WORK TO BE COMPLETED: Condense the paragraph in the Tapestry text that begins "‘They’re timeless love songs,’" into a short bulleted list that keeps its main points.

## Start TEXT SECTION

Songs like ‘It’s Too Late’, ‘You’ve Got A Friend’ and ‘I Feel the Earth Move’ are pop romance songs for adults. A track like ‘So Far Away’ perfectly captured the restlessness of the era. King also included two of her biggest previously released songs. ‘(You Make Me Feel Like) A Natural Woman’ was written by Goffin/King for Aretha Franklin and was a powerful song for African-Americans, but on Tapestry King reclaims it for the post-feminist women who faced the sharp end of their own struggle. King wrote ‘Will You Love Me Tomorrow?’ in 1960 at the age of 18. It allowed Gerry Goffin to quit his job as a chemist and was, in the hands of the Shirelles, their first #1 hit. At the time it was written this was every girl’s teenage dilemma – losing your virginity could lose you a husband. King slows the song down and turns this gorgeously expressed teen problem into an existential dilemma.

‘They’re timeless love songs,’ said Adler, explaining the massive success of Tapestry. ‘Those emotions have not gone away because of any change in technology or space or any other reason. They’re basic love songs, they’re basic emotions. It’s true-sounding instruments, and the emotions are still the emotions. She hit the chords.’

## End TEXT SECTION
## Start STORED ROWS

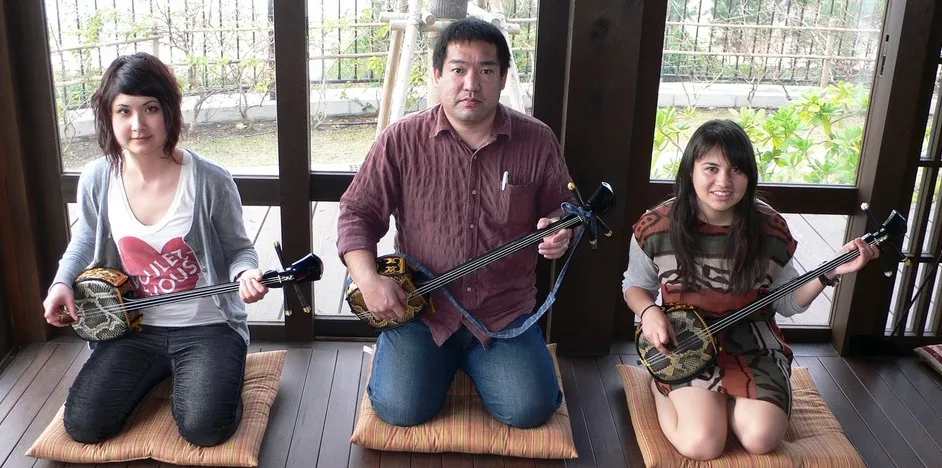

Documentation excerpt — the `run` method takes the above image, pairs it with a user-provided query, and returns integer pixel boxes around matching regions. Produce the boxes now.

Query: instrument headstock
[863,210,906,246]
[583,182,615,215]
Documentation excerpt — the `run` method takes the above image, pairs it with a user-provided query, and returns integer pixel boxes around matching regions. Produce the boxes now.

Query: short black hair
[92,52,183,171]
[432,18,510,76]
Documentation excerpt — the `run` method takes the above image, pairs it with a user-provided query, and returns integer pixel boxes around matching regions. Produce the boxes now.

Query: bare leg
[651,381,728,460]
[729,397,788,455]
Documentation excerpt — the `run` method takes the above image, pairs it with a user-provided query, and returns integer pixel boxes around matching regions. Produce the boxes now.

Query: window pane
[308,0,539,172]
[46,0,278,174]
[775,213,847,327]
[651,0,886,185]
[886,65,942,335]
[311,202,396,317]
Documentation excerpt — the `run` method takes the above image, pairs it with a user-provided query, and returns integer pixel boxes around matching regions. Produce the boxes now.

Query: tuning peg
[860,202,912,278]
[566,182,585,206]
[275,241,311,317]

## End STORED ROWS

PROBLEM SOLUTION:
- Adler explains Tapestry's massive success by calling its songs timeless love songs.
- The emotions in them have not gone away because of any change in technology, space or anything else.
- They are basic love songs built on basic emotions.
- The instruments sound true.
- In Adler's words, "She hit the chords."